• **What is being asked**
Reproduce the stretch from the line containing "segment(query) marks the" through the line containing "[[146,69],[144,69],[142,72],[141,74],[147,75],[149,74],[148,71]]", swapping every "church dome" for "cathedral dome" and leaving everything else in those lines unchanged.

(Segmentation dataset excerpts)
>> START
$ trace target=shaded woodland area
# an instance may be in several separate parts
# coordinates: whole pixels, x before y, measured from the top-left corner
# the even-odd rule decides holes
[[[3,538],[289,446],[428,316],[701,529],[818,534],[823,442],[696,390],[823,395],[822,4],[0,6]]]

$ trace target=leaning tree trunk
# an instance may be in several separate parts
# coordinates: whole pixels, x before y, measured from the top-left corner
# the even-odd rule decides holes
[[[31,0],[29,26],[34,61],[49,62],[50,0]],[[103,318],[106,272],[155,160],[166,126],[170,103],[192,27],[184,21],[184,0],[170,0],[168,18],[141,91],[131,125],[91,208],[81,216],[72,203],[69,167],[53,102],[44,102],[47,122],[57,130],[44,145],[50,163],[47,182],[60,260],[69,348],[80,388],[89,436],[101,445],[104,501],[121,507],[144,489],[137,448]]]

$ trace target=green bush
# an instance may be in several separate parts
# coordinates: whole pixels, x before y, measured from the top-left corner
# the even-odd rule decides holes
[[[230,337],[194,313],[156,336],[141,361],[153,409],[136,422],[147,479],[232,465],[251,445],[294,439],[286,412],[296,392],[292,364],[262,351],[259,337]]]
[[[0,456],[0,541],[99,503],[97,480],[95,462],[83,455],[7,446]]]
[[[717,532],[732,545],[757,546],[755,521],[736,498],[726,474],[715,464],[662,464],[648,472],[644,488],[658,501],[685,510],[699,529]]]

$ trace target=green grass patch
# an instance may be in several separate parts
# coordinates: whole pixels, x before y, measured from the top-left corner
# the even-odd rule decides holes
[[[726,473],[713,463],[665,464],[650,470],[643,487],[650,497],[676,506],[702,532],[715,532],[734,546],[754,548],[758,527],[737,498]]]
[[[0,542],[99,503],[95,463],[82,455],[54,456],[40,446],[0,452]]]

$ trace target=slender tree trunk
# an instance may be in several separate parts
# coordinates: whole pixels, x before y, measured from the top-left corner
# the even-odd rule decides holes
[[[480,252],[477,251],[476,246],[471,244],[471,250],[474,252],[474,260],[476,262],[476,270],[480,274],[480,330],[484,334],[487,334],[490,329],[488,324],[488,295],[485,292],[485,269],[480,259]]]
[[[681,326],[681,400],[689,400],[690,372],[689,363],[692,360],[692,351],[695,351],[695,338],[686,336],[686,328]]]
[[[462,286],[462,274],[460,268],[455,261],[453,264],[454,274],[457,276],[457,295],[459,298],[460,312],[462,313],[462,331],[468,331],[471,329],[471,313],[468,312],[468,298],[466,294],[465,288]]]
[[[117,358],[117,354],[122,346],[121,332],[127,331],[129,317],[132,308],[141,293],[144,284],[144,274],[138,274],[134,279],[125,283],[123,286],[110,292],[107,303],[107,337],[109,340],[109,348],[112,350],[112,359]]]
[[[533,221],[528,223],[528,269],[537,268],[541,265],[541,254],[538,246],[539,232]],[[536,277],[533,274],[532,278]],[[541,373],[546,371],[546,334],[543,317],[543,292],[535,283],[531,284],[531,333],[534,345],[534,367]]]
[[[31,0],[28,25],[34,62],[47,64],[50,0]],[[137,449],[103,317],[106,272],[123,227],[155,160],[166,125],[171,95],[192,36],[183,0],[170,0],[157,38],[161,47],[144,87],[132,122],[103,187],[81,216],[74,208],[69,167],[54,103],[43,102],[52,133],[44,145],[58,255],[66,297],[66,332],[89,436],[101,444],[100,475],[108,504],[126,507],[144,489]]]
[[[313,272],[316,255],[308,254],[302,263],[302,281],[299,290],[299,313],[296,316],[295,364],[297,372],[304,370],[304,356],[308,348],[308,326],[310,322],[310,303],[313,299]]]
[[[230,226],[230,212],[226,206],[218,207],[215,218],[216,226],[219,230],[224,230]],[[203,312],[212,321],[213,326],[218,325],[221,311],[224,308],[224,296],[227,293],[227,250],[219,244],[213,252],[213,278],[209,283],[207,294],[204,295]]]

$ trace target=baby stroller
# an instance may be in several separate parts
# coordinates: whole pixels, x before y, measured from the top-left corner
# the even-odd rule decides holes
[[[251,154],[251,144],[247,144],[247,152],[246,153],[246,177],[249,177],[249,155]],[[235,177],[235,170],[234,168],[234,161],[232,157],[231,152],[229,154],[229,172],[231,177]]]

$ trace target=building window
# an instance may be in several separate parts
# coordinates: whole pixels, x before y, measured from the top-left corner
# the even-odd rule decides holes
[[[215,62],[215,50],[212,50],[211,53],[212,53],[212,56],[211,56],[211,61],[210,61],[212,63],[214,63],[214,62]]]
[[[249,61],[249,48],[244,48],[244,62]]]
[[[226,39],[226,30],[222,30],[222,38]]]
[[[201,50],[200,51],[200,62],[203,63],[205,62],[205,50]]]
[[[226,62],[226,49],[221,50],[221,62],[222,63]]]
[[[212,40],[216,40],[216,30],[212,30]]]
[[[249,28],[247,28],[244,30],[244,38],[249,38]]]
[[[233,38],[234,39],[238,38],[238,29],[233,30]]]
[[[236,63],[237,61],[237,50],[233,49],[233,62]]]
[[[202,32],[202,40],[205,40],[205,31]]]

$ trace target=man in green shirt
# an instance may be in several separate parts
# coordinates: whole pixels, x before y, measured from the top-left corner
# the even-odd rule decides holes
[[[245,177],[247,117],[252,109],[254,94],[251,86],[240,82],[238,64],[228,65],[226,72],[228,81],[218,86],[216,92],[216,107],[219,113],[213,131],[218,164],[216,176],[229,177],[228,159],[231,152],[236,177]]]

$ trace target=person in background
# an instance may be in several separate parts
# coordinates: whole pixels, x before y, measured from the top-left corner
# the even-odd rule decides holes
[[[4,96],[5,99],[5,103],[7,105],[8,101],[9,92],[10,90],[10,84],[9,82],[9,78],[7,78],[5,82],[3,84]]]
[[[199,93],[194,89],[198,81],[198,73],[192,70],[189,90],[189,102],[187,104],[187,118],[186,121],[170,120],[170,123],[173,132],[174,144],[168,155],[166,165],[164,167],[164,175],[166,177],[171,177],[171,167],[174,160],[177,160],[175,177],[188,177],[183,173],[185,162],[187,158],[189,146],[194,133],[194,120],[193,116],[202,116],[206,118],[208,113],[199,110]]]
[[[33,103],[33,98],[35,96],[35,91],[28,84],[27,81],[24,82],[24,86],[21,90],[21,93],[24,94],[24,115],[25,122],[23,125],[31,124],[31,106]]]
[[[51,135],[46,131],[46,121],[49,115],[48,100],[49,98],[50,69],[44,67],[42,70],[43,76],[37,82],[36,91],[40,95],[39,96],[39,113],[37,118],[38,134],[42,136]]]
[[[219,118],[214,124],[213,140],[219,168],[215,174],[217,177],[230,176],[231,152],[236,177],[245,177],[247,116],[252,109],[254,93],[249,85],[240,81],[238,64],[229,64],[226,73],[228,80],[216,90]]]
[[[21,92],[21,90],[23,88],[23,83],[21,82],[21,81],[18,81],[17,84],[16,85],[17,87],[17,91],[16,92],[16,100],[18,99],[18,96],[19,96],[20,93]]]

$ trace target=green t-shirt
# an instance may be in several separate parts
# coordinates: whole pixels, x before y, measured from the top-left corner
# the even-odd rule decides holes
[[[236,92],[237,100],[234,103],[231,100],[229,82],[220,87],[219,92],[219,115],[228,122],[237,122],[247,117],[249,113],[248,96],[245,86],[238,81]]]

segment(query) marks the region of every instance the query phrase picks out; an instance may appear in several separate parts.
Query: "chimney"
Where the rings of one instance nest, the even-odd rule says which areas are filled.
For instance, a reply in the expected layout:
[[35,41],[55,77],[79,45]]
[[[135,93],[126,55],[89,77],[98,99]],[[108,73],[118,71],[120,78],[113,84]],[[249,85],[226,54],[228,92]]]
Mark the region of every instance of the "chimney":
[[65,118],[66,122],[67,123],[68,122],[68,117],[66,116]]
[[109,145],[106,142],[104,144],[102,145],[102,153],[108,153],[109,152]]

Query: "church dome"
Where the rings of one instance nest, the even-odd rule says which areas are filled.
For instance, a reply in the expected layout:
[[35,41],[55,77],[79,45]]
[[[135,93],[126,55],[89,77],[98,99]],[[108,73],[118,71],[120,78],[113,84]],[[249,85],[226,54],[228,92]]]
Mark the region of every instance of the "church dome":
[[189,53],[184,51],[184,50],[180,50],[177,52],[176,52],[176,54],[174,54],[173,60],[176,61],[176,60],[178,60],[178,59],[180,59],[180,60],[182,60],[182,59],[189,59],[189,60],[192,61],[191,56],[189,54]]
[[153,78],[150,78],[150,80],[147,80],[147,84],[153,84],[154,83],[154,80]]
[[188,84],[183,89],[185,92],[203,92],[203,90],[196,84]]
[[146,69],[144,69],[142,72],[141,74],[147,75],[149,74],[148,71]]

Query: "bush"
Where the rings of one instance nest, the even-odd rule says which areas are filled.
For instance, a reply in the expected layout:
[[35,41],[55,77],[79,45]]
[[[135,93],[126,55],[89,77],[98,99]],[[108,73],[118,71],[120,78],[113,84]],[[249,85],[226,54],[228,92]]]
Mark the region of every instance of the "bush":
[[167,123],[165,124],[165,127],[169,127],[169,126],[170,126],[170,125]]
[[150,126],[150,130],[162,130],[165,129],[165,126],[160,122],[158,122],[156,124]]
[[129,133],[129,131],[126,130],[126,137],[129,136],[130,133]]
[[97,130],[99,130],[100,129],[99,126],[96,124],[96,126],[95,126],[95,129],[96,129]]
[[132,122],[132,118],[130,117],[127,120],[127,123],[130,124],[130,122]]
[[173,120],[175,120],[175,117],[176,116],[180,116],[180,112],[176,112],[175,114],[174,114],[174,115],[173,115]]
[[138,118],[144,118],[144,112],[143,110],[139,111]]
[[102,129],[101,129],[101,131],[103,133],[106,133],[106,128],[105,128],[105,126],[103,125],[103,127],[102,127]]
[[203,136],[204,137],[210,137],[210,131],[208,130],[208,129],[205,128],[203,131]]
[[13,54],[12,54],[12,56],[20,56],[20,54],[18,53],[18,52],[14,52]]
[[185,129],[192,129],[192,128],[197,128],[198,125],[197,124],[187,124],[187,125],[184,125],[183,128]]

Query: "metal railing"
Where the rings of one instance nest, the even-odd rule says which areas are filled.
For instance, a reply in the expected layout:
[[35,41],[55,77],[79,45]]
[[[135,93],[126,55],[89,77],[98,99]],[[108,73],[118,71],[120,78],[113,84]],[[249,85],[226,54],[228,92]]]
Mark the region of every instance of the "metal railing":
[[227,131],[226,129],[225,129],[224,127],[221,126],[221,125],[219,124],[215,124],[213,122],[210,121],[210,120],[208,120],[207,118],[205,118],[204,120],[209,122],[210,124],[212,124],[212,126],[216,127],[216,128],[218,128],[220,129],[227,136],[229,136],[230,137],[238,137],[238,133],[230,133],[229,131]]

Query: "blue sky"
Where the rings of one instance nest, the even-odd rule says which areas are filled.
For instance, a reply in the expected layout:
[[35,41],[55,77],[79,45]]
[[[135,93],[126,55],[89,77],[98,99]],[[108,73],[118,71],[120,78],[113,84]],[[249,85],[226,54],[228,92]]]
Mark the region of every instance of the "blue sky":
>> END
• **Finished exercise**
segment(query) marks the region of every instance the query phrase picks out; an instance may appear in several separate parts.
Query: "chimney"
Where the rings of one instance nest, the even-odd rule says which areas are filled.
For instance, a reply in the expected layout:
[[35,41],[55,77],[79,45]]
[[[135,93],[126,55],[89,77],[98,99]],[[108,73],[118,71],[120,78],[113,84]],[[249,85],[226,54],[228,92]]]
Mark the region of every instance of the "chimney":
[[65,118],[66,122],[67,123],[68,122],[68,117],[66,116]]
[[109,145],[106,142],[104,144],[102,145],[102,153],[108,153],[109,152]]

Query: "cathedral dome"
Where the rings of one instance nest, the even-odd rule says which areas are filled.
For instance, a reply in the expected layout:
[[35,41],[55,77],[79,45]]
[[[135,93],[126,55],[89,77],[98,99]],[[108,73],[118,71],[120,78],[113,84]],[[249,85],[226,54],[228,92]]]
Mark the region of every instance of the "cathedral dome":
[[189,53],[184,51],[184,50],[180,50],[177,52],[176,52],[176,54],[174,54],[173,60],[176,61],[176,60],[178,60],[178,59],[180,59],[180,60],[182,60],[182,59],[189,59],[189,60],[192,61],[191,56],[189,54]]
[[153,78],[150,78],[150,80],[147,80],[147,84],[153,84],[154,83],[154,80]]
[[188,84],[183,89],[185,92],[203,92],[203,90],[196,84]]
[[146,69],[144,69],[142,72],[141,74],[147,75],[149,74],[148,71]]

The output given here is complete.